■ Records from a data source
:::::

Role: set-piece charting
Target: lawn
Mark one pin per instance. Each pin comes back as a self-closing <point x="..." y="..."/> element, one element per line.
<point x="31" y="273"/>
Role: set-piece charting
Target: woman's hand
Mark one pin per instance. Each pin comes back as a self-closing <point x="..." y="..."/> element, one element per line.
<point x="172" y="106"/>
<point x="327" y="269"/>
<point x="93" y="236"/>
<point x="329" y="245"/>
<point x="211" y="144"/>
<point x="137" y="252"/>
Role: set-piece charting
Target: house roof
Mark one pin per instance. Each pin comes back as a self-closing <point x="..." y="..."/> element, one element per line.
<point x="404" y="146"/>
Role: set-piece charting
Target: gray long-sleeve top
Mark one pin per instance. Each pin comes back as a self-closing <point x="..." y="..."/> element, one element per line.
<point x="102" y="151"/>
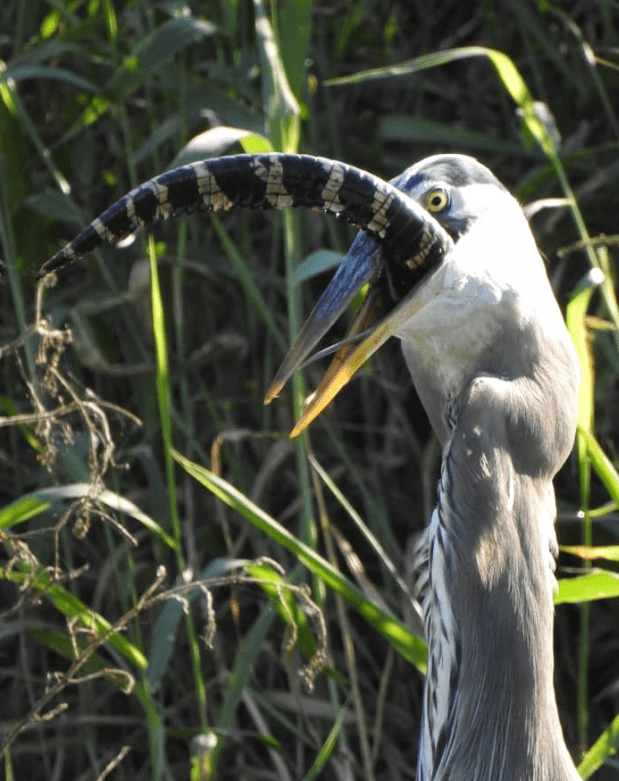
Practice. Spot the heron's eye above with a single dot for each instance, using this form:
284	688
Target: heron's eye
437	200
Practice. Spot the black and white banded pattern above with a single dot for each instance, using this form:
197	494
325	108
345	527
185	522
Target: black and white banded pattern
271	181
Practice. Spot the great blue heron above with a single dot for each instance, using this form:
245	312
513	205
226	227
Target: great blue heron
495	369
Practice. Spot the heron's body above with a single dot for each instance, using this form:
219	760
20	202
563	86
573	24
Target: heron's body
497	374
495	369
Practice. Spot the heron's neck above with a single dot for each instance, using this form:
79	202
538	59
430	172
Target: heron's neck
489	704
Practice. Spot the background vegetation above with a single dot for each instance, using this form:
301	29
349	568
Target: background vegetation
274	666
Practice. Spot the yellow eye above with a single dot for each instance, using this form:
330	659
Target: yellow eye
437	200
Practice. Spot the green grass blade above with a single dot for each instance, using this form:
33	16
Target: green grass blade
409	645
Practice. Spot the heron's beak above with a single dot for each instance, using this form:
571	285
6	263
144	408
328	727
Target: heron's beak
362	266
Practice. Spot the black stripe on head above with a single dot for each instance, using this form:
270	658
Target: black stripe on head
454	170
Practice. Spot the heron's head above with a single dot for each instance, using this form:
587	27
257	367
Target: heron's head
455	189
462	195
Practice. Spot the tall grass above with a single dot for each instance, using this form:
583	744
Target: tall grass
185	591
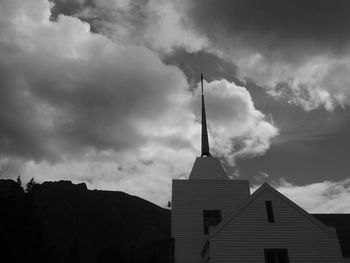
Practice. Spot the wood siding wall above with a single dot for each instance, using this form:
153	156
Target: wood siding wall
189	199
245	237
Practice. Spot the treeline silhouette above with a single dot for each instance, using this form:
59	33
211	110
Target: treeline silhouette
62	222
67	223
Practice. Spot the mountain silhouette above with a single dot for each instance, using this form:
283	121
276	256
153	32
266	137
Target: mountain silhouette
65	222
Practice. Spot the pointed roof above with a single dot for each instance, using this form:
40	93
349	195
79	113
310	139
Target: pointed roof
207	168
257	193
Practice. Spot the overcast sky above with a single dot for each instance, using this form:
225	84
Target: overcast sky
106	92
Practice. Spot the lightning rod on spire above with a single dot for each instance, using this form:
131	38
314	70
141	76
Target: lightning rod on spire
205	141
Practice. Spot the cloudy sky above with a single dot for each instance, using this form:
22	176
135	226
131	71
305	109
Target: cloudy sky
106	92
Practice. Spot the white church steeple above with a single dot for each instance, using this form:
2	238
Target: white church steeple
206	168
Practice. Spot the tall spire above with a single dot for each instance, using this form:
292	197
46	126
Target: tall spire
205	141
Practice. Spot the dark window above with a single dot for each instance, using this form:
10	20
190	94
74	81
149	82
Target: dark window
210	218
269	211
276	255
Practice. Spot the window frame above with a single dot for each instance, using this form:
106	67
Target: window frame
280	255
269	211
211	218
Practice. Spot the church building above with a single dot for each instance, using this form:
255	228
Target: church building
215	219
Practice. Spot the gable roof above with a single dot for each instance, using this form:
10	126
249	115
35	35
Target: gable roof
257	193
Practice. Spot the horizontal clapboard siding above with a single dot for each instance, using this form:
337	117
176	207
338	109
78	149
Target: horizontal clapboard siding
189	199
244	238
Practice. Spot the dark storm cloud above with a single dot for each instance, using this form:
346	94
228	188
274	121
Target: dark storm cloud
276	24
67	91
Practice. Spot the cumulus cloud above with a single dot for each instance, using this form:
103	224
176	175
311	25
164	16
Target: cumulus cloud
76	105
236	127
322	197
295	50
157	24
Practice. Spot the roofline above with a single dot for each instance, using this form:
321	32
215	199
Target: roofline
250	199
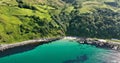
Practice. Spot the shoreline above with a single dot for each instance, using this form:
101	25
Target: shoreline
4	47
97	42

:::::

■ GOAL OF THE EXERCISE
Transfer every line from the one containing "Practice. Spot the window" through the last line of the records, both ends included, adding 61 to each answer coordinate and keeping all other numbers unchanged. Omit the picture markers from your output.

■ SOLUTION
Practice. Spot the window frame above with a single dot for each instance, using this form:
106	67
Target: window frame
341	316
330	272
272	279
Practice. Spot the church building above with a single dot for each instance, using this form:
255	228
Target: church building
276	280
Practice. Spot the gable roof above with a single dot for each instance, using this form:
10	126
249	115
35	35
Target: gable roof
318	254
Practice. Spot the horizontal clapboard siding above with a single dot for each instance, using this form:
337	117
176	207
338	109
78	149
Target: horizontal clapboard siding
250	260
305	299
Practice. Spot the dark storm cloud above with a single dot for each instance, using this form:
346	94
228	188
274	121
Target: dark storm cloud
337	85
128	152
Practice. Spot the cumulus cloud above with a single dot for each instance, using this form:
103	224
176	175
311	25
164	16
Target: cumulus cloud
137	166
297	188
383	258
356	111
218	85
Practice. Spot the roofline above with a single dot for each instance, using this form:
321	32
215	199
Target: roofline
311	260
Practice. Spot the shoreline above with a single dot for each instance, using this form:
101	25
Target: shoreline
65	108
158	103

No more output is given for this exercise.